What is being asked: Restate the records in full, keeping every word as it is.

┄┄┄┄┄┄┄┄┄┄

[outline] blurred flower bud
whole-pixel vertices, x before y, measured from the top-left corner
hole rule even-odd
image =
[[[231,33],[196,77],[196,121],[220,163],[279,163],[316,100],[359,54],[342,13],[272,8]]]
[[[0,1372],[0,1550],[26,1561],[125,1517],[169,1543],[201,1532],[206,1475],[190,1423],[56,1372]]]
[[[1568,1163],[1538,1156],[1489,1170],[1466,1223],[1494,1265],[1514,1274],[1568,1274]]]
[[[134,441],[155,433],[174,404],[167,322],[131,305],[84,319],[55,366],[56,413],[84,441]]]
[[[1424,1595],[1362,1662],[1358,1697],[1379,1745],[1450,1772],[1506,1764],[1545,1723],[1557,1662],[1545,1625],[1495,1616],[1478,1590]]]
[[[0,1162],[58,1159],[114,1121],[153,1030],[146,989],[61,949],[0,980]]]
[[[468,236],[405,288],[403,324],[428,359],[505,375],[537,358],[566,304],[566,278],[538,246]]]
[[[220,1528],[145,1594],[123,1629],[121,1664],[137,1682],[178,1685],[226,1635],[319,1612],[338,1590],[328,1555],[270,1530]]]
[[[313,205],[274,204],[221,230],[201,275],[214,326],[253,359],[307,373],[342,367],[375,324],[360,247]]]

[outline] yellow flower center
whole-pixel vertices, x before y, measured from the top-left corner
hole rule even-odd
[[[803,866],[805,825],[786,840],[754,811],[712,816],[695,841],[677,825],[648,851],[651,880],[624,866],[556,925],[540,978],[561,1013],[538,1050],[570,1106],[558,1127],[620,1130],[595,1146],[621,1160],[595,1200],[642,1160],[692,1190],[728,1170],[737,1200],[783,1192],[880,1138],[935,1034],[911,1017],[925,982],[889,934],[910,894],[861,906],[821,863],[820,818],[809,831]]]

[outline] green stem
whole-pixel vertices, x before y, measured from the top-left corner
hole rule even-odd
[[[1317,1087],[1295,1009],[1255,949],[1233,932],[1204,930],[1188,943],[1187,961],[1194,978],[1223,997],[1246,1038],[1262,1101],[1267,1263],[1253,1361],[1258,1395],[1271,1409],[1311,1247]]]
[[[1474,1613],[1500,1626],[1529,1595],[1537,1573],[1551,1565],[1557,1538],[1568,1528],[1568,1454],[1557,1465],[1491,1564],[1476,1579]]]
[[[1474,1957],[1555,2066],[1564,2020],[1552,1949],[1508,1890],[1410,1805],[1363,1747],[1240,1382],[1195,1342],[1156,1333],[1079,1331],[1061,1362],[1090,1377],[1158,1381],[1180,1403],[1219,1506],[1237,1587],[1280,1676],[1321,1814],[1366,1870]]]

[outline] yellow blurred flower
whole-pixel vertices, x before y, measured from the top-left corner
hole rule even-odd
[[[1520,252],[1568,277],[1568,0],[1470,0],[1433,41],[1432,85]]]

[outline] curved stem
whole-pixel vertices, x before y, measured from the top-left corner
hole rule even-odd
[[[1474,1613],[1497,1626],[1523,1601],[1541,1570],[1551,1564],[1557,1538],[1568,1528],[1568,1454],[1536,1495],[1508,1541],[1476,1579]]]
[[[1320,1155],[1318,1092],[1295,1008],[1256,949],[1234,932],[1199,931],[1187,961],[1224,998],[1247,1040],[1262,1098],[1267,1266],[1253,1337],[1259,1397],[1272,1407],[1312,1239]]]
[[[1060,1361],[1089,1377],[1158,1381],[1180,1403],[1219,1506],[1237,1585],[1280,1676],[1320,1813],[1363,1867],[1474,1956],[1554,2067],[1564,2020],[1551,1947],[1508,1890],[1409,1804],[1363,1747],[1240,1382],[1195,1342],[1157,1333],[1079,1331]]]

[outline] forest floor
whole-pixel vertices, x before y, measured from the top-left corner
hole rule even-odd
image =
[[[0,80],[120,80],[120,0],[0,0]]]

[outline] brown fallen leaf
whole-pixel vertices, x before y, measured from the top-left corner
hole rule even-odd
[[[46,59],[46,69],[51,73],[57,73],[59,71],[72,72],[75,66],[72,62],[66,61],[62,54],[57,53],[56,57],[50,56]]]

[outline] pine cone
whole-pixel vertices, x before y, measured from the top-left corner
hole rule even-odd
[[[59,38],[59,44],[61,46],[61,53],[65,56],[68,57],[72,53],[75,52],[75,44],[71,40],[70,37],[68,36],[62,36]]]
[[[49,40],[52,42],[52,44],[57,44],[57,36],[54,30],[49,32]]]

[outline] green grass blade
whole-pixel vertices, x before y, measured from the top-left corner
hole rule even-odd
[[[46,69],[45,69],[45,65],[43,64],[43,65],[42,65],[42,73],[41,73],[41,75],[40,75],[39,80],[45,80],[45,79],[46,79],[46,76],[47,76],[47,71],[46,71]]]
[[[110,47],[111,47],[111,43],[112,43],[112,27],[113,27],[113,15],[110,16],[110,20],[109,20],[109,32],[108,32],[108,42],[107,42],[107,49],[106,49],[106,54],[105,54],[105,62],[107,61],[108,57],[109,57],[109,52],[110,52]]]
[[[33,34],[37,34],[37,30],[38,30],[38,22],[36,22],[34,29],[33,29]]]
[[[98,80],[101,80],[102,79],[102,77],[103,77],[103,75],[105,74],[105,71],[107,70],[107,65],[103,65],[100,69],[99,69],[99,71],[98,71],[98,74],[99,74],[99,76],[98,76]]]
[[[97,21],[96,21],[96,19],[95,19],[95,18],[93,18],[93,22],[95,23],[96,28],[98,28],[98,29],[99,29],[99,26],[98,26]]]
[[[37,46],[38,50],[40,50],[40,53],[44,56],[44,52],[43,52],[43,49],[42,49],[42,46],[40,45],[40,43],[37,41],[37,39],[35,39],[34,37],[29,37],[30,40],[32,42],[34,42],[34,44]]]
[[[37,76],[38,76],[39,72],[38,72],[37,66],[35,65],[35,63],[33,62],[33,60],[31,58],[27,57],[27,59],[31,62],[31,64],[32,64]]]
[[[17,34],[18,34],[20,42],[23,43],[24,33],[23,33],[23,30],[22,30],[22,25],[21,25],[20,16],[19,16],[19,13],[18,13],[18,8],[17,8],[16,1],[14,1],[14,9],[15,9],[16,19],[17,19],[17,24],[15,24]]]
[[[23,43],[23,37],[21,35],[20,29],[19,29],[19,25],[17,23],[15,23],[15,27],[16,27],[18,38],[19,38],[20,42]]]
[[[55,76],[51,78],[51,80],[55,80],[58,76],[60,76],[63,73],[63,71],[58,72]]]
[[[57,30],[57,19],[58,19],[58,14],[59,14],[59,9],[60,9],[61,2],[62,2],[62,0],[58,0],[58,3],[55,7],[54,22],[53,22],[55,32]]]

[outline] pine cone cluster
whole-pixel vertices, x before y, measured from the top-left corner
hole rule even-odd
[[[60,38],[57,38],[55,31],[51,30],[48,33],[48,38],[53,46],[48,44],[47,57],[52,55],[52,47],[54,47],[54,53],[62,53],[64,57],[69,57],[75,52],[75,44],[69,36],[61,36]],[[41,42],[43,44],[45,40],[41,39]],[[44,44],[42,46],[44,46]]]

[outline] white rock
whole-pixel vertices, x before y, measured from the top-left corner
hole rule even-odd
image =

┄┄┄┄┄┄┄┄┄┄

Solved exercise:
[outline] blurred flower bud
whole-pixel vertices, x before y, measured from the top-left corner
hole rule even-odd
image =
[[[231,33],[196,77],[196,121],[220,163],[279,163],[316,100],[359,54],[342,13],[272,8]]]
[[[0,1372],[0,1550],[26,1561],[125,1517],[169,1543],[201,1532],[206,1475],[190,1423],[56,1372]]]
[[[1568,1163],[1538,1156],[1489,1170],[1466,1223],[1494,1265],[1514,1274],[1568,1274]]]
[[[134,441],[155,433],[174,404],[167,322],[131,305],[84,319],[55,366],[56,413],[84,441]]]
[[[1424,1595],[1362,1662],[1358,1697],[1379,1745],[1450,1772],[1506,1764],[1545,1723],[1557,1662],[1545,1625],[1495,1616],[1478,1590]]]
[[[0,1162],[58,1159],[114,1121],[153,1030],[146,989],[61,949],[0,980]]]
[[[468,236],[405,288],[403,324],[428,359],[505,375],[537,358],[566,304],[566,278],[538,246]]]
[[[220,1528],[145,1594],[123,1629],[121,1664],[137,1682],[178,1685],[226,1635],[319,1612],[338,1590],[328,1555],[270,1530]]]
[[[313,205],[274,204],[221,230],[201,275],[214,326],[253,359],[307,373],[342,367],[375,324],[360,247]]]

[outline] yellow flower center
whole-pixel vertices, x before y, measured from the top-left corner
hole rule even-odd
[[[803,866],[805,825],[786,840],[754,811],[712,816],[695,841],[677,825],[648,851],[651,880],[624,866],[556,925],[540,978],[561,1013],[538,1050],[570,1106],[558,1127],[620,1130],[595,1146],[621,1160],[595,1200],[642,1160],[692,1190],[728,1170],[737,1200],[783,1192],[880,1138],[935,1034],[911,1017],[925,982],[889,934],[910,894],[861,906],[821,863],[820,818],[809,831]]]

[outline] green stem
whole-pixel vertices, x before y, measured from the top-left corner
hole rule even-odd
[[[1317,1087],[1295,1009],[1255,949],[1233,932],[1204,930],[1188,943],[1187,961],[1194,978],[1223,997],[1246,1038],[1262,1101],[1267,1263],[1253,1361],[1258,1395],[1271,1409],[1311,1247]]]
[[[1474,1613],[1500,1626],[1529,1595],[1537,1573],[1551,1565],[1557,1538],[1568,1528],[1568,1454],[1557,1465],[1491,1564],[1476,1579]]]
[[[1474,1957],[1555,2066],[1564,2020],[1552,1949],[1508,1890],[1410,1805],[1363,1747],[1240,1382],[1195,1342],[1156,1333],[1079,1331],[1061,1362],[1090,1377],[1158,1381],[1180,1403],[1219,1506],[1237,1587],[1280,1676],[1321,1814],[1366,1870]]]

[outline] yellow blurred flower
whole-pixel vertices, x before y, measured from the top-left corner
hole rule even-odd
[[[1520,252],[1568,277],[1568,0],[1470,0],[1433,41],[1432,85]]]

[outline] curved stem
whole-pixel vertices, x before y, measured from the top-left corner
hole rule even-odd
[[[1474,1613],[1497,1626],[1523,1601],[1541,1570],[1551,1564],[1557,1538],[1568,1528],[1568,1454],[1536,1495],[1508,1541],[1476,1579]]]
[[[1320,1155],[1318,1092],[1295,1008],[1256,949],[1234,932],[1199,931],[1187,961],[1224,998],[1247,1040],[1262,1098],[1267,1266],[1253,1337],[1259,1397],[1272,1407],[1312,1239]]]
[[[1060,1361],[1089,1377],[1158,1381],[1180,1403],[1219,1506],[1237,1585],[1280,1676],[1320,1813],[1363,1867],[1474,1956],[1554,2067],[1564,2020],[1551,1947],[1508,1890],[1409,1804],[1363,1747],[1240,1382],[1195,1342],[1157,1333],[1079,1331]]]

[outline] forest floor
whole-pixel vertices, x before y, measured from the top-left corner
hole rule even-odd
image =
[[[0,80],[120,80],[120,0],[0,0]]]

[outline] brown fallen leaf
whole-pixel vertices, x before y, measured from the top-left corner
hole rule even-odd
[[[46,59],[46,69],[51,73],[57,73],[59,71],[72,72],[75,66],[72,62],[66,61],[62,54],[57,53],[56,57],[50,56]]]

[outline] pine cone
whole-pixel vertices, x before y, measured from the top-left corner
hole rule even-odd
[[[59,38],[59,44],[61,46],[61,53],[65,56],[68,57],[72,53],[75,52],[75,44],[71,40],[70,37],[68,36],[62,36]]]
[[[49,40],[52,42],[52,44],[57,44],[57,36],[54,30],[49,32]]]

[outline] green grass blade
whole-pixel vertices, x before y, measured from the top-left corner
hole rule even-odd
[[[46,69],[45,69],[45,65],[43,64],[43,65],[42,65],[42,73],[41,73],[41,75],[40,75],[39,80],[45,80],[45,79],[46,79],[46,76],[47,76],[47,71],[46,71]]]
[[[110,47],[111,47],[111,43],[112,43],[112,27],[113,27],[113,15],[110,16],[110,20],[109,20],[109,32],[108,32],[108,42],[107,42],[107,49],[106,49],[106,54],[105,54],[105,62],[107,61],[108,57],[109,57],[109,52],[110,52]]]
[[[33,34],[37,34],[37,30],[38,30],[38,22],[36,22],[34,29],[33,29]]]
[[[98,80],[101,80],[102,79],[102,77],[103,77],[103,75],[105,74],[105,71],[107,70],[107,65],[103,65],[100,69],[99,69],[99,71],[98,71],[98,74],[99,74],[99,76],[98,76]]]
[[[97,21],[96,21],[96,19],[95,19],[95,18],[93,18],[93,22],[95,23],[96,28],[98,28],[98,29],[99,29],[99,26],[98,26]]]
[[[37,46],[38,50],[40,50],[40,53],[44,56],[44,52],[43,52],[43,49],[42,49],[42,46],[40,45],[40,43],[37,41],[37,39],[35,39],[34,37],[29,37],[30,40],[32,42],[34,42],[34,44]]]
[[[37,76],[38,76],[39,72],[38,72],[37,66],[35,65],[35,63],[33,62],[33,60],[31,58],[27,57],[27,59],[31,62],[31,64],[32,64]]]
[[[17,34],[18,34],[20,42],[23,43],[24,33],[23,33],[23,30],[22,30],[22,25],[21,25],[20,16],[19,16],[19,13],[18,13],[18,8],[17,8],[16,1],[14,1],[14,9],[15,9],[16,19],[17,19],[17,24],[15,24]]]
[[[23,43],[23,37],[21,35],[20,29],[19,29],[19,25],[17,23],[15,23],[15,27],[16,27],[18,38],[19,38],[20,42]]]
[[[55,76],[51,78],[51,80],[55,80],[58,76],[60,76],[63,73],[63,71],[58,72]]]
[[[57,30],[57,19],[58,19],[58,14],[59,14],[59,9],[60,9],[61,2],[62,2],[62,0],[58,0],[58,3],[55,7],[54,22],[53,22],[55,32]]]

[outline] pine cone cluster
whole-pixel vertices, x before y, measured from the top-left corner
hole rule even-odd
[[[60,38],[57,38],[55,31],[51,30],[48,33],[48,38],[53,46],[48,44],[47,57],[52,55],[52,47],[54,47],[54,53],[62,53],[64,57],[69,57],[75,52],[75,44],[69,36],[61,36]],[[41,42],[43,44],[45,40],[41,39]],[[44,44],[42,46],[44,46]]]

[outline] white rock
whole-pixel vertices, x before y, measured from the top-left corner
hole rule even-odd
image =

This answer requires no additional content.